→ **To be done**
Give all of the lines again exactly as they read.

→ **Rows**
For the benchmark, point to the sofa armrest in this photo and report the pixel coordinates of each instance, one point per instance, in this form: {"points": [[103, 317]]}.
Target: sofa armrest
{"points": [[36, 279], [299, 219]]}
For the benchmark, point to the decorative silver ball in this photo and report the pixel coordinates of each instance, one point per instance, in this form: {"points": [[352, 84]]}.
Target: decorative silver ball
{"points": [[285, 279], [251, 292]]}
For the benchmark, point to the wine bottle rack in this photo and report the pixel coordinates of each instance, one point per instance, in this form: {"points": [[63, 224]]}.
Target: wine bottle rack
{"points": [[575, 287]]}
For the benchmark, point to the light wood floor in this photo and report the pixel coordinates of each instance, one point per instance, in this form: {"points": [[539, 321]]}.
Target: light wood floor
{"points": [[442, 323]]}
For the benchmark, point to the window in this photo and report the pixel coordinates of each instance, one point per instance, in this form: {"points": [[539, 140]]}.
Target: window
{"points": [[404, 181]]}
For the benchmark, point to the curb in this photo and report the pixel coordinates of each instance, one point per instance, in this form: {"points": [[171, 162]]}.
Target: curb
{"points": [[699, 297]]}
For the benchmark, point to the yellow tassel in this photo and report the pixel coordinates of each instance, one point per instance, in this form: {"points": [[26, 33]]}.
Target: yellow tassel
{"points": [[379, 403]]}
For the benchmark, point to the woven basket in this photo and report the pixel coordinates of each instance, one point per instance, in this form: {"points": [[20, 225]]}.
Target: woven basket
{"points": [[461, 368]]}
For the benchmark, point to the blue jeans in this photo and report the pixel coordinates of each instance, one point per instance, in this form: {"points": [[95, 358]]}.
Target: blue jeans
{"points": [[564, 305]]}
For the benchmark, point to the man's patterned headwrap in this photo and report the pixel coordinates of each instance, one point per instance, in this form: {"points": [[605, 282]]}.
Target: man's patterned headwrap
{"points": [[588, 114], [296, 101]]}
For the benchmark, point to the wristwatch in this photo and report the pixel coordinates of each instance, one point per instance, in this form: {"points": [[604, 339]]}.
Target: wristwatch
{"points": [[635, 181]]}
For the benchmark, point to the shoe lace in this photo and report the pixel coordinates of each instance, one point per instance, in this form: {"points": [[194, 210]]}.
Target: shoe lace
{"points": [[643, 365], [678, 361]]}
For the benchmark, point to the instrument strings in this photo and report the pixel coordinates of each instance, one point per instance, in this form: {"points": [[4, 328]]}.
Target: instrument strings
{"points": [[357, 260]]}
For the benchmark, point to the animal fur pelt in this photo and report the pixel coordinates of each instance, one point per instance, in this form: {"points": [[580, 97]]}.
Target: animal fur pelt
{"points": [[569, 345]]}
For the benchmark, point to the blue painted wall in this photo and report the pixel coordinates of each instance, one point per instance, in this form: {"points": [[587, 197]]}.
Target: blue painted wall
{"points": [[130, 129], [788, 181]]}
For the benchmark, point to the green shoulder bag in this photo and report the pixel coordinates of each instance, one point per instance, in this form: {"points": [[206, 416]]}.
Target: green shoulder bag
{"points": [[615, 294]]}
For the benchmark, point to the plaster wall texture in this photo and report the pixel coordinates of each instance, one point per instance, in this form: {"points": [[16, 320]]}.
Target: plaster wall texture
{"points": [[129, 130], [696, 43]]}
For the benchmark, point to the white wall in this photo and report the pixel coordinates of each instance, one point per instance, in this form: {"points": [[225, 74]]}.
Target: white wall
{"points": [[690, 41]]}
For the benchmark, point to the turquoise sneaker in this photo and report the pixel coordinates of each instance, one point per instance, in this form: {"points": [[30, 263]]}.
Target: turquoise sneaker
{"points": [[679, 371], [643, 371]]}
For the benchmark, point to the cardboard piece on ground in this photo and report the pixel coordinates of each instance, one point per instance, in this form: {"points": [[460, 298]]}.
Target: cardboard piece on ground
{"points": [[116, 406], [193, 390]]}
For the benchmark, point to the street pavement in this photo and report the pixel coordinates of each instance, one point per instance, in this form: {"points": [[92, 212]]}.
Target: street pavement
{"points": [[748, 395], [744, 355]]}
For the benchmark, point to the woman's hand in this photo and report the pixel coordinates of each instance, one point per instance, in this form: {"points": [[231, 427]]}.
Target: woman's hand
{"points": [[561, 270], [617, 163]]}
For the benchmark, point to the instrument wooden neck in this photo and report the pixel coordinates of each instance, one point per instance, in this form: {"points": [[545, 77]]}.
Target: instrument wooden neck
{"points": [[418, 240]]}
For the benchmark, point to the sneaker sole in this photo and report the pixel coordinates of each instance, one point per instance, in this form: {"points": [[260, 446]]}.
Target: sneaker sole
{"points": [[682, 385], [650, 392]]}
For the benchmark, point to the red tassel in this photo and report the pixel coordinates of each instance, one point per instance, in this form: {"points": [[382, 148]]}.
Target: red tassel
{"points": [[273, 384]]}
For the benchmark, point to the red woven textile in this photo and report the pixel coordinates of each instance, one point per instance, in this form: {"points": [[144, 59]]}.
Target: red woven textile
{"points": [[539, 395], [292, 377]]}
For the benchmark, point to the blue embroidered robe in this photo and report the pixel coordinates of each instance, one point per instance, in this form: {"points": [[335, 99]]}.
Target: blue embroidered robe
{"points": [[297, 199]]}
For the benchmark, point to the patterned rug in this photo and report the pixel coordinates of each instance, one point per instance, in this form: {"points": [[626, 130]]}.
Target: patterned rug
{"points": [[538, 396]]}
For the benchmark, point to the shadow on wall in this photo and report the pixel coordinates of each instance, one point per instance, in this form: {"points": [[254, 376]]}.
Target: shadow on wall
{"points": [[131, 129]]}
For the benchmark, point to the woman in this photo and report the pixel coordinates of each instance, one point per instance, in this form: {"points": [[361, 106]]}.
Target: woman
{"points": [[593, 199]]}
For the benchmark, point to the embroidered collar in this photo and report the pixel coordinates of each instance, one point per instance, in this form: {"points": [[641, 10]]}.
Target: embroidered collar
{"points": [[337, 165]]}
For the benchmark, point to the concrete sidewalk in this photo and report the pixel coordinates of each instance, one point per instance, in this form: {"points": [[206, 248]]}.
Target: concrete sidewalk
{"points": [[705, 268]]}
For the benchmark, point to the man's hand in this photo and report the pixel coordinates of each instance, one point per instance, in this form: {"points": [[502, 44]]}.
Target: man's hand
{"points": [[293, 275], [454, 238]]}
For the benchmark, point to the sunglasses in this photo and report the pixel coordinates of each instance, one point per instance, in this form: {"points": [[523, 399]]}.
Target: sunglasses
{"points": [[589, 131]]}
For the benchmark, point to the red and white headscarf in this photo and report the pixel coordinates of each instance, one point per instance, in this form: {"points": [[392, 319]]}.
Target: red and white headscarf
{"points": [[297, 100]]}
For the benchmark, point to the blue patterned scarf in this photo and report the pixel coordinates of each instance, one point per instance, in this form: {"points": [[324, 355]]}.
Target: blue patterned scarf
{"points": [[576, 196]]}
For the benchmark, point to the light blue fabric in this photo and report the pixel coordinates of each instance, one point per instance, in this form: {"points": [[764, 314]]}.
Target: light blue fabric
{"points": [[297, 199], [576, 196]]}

→ **Expected output**
For the benchmark, point to the sofa armrest in this photo and report the pixel coordinates of each instance, one point per instance, in this form: {"points": [[103, 317]]}.
Target: sofa armrest
{"points": [[36, 279], [299, 219]]}
For the benchmark, point to the decorative silver ball in this photo and report the pixel coordinates of each instance, one point per instance, in this form: {"points": [[352, 84]]}.
Target: decorative silver ball
{"points": [[285, 279], [251, 292]]}
For the benchmark, point to the wine bottle rack in this photo and report the pixel coordinates of each instance, one point per instance, in this form: {"points": [[63, 224]]}.
Target: wine bottle rack
{"points": [[575, 287]]}
For the benchmark, point to the light wood floor in this photo and report the pixel coordinates of each instance, one point per instance, in this form: {"points": [[539, 321]]}.
Target: light wood floor
{"points": [[442, 323]]}
For the benchmark, point to the window in this photo and report the pixel coordinates of each instance, one point per instance, in this form: {"points": [[539, 140]]}.
Target: window
{"points": [[404, 181]]}
For the benchmark, point to the curb in this photo and report the pixel coordinates of each instance, one point per instance, in this form: {"points": [[171, 162]]}.
Target: curb
{"points": [[699, 297]]}
For the benchmark, point to the yellow tassel in this photo and report the pixel coordinates of each instance, one point per instance, in this form: {"points": [[26, 33]]}.
Target: yellow tassel
{"points": [[379, 403]]}
For the benchmark, point to the woven basket in this photo and report the pixel coordinates of each instance, one point per instance, in this form: {"points": [[20, 225]]}.
Target: woven basket
{"points": [[461, 368]]}
For the benchmark, point to the blue jeans in this photo and report the pixel coordinates of each instance, one point per instance, in this form: {"points": [[95, 358]]}.
Target: blue jeans
{"points": [[564, 305]]}
For the benchmark, point to the man's patterned headwrap in this photo and report the pixel coordinates of each instance, one point per instance, in this form: {"points": [[605, 282]]}.
Target: man's patterned headwrap
{"points": [[588, 114], [296, 101]]}
For the benchmark, point to the wristwatch in this photo and report the pixel coordinates of each instance, one point per instance, in this form: {"points": [[604, 339]]}.
Target: wristwatch
{"points": [[635, 181]]}
For the benchmark, point to the shoe lace in this photo and report the pixel coordinates of each instance, one point per instance, in this form: {"points": [[194, 210]]}.
Target: shoe lace
{"points": [[643, 365], [678, 361]]}
For the benchmark, point to the instrument strings in this photo and report the pixel coordinates of each instance, one point per instance, in this form: {"points": [[4, 328]]}.
Target: instrument strings
{"points": [[357, 260]]}
For the benchmark, point to the animal fur pelt in this photo and report the pixel coordinates of each instance, one point per instance, in this form: {"points": [[580, 97]]}.
Target: animal fur pelt
{"points": [[569, 345]]}
For the benchmark, point to the blue painted wall in this photo and report the pixel coordinates of each instance, one point per instance, in this form: {"points": [[587, 197]]}.
Target: blue painted wall
{"points": [[130, 129], [788, 181]]}
For the benchmark, point to the green shoulder bag in this photo and report the pixel coordinates of each instance, one point per instance, in this form: {"points": [[206, 416]]}.
Target: green shoulder bag
{"points": [[615, 294]]}
For the benchmark, point to the plaster wall texture in this photo and report the pixel coordinates of each instance, one point per instance, in this form: {"points": [[16, 320]]}.
Target: plaster wall texture
{"points": [[129, 130], [696, 43]]}
For the benchmark, point to the white wall in this photo and report the pixel coordinates of each instance, one point per instance, in this form: {"points": [[225, 74]]}.
Target: white wall
{"points": [[690, 41]]}
For the benchmark, point to the turquoise sneaker in this photo and report the pixel coordinates of each instance, one point per instance, in this form: {"points": [[30, 263]]}.
Target: turquoise sneaker
{"points": [[679, 371], [643, 371]]}
For the benchmark, point to the cardboard piece on ground in this photo and report the pixel coordinates of each instance, one point per instance, in this form: {"points": [[460, 298]]}.
Target: cardboard piece on ground
{"points": [[116, 406], [193, 390]]}
For the benchmark, point to the street pavement in this photo and report the pixel coordinates of each instance, one point per instance, in this form: {"points": [[92, 212]]}.
Target: street pavement
{"points": [[748, 395], [744, 355]]}
For the benchmark, point to the woman's hand in this photo and report the pixel coordinates of each instance, one point per instance, in this form: {"points": [[231, 427]]}.
Target: woman's hand
{"points": [[561, 270], [617, 163]]}
For the benchmark, point to the instrument wooden neck in this photo and report the pixel coordinates of each instance, one point per instance, in this form: {"points": [[545, 77]]}.
Target: instrument wooden neck
{"points": [[418, 240]]}
For the benchmark, point to the sneaker sole in this photo and report the pixel coordinates of each instance, one point per instance, in this form: {"points": [[260, 446]]}.
Target: sneaker sole
{"points": [[682, 385], [650, 392]]}
For the benchmark, point to the red tassel in this photo and report the pixel coordinates of each instance, one point per instance, in this form: {"points": [[382, 148]]}.
Target: red tassel
{"points": [[273, 384]]}
For the benchmark, point to the red woven textile in this photo and report the pixel coordinates of each instance, one point per instance, in this form: {"points": [[144, 59]]}.
Target: red woven textile
{"points": [[539, 395], [292, 377]]}
For the benchmark, point to the blue embroidered robe in this photo and report the pixel coordinates of each instance, one point per instance, in this form: {"points": [[335, 99]]}.
Target: blue embroidered robe
{"points": [[297, 199]]}
For the benchmark, point to the patterned rug in this photo and report the pixel coordinates of each instance, one point per instance, in this form: {"points": [[626, 130]]}.
Target: patterned rug
{"points": [[538, 396]]}
For the benchmark, point to the shadow on wall in this photo and report the pixel coordinates of each instance, one point per instance, in this form: {"points": [[254, 376]]}.
Target: shadow on wall
{"points": [[131, 129]]}
For the benchmark, point to the woman in this photo and report the pixel coordinates of each instance, one point per instance, in this form: {"points": [[361, 106]]}.
Target: woman
{"points": [[593, 199]]}
For the benchmark, point to the embroidered collar in this photo and report the pixel coordinates of each instance, one point per instance, in this form: {"points": [[641, 10]]}.
Target: embroidered collar
{"points": [[337, 165]]}
For the benchmark, point to the concrete sidewalk in this photo and report the pixel coordinates of each instance, one point per instance, in this form: {"points": [[206, 248]]}.
Target: concrete sidewalk
{"points": [[705, 268]]}
For the benchmark, point to the man's hand in this photo and report the pixel coordinates of each instance, one point per instance, in this form: {"points": [[502, 44]]}.
Target: man's hand
{"points": [[293, 275], [454, 238]]}
For the benchmark, point to the sunglasses in this photo and report the pixel coordinates of each instance, one point per instance, in this form: {"points": [[523, 399]]}.
Target: sunglasses
{"points": [[589, 131]]}
For the benchmark, point to the red and white headscarf in this photo and report the pixel coordinates of each instance, one point per instance, in this form: {"points": [[392, 319]]}.
Target: red and white headscarf
{"points": [[297, 100]]}
For the benchmark, point to the blue patterned scarf in this photo and report the pixel coordinates of each instance, one point per instance, in this form: {"points": [[324, 355]]}.
Target: blue patterned scarf
{"points": [[576, 196]]}
For the benchmark, point to the light blue fabric in this photo and report the pixel coordinates of each instance, one point per instance, in this form: {"points": [[764, 314]]}.
Target: light blue fabric
{"points": [[297, 199], [576, 196]]}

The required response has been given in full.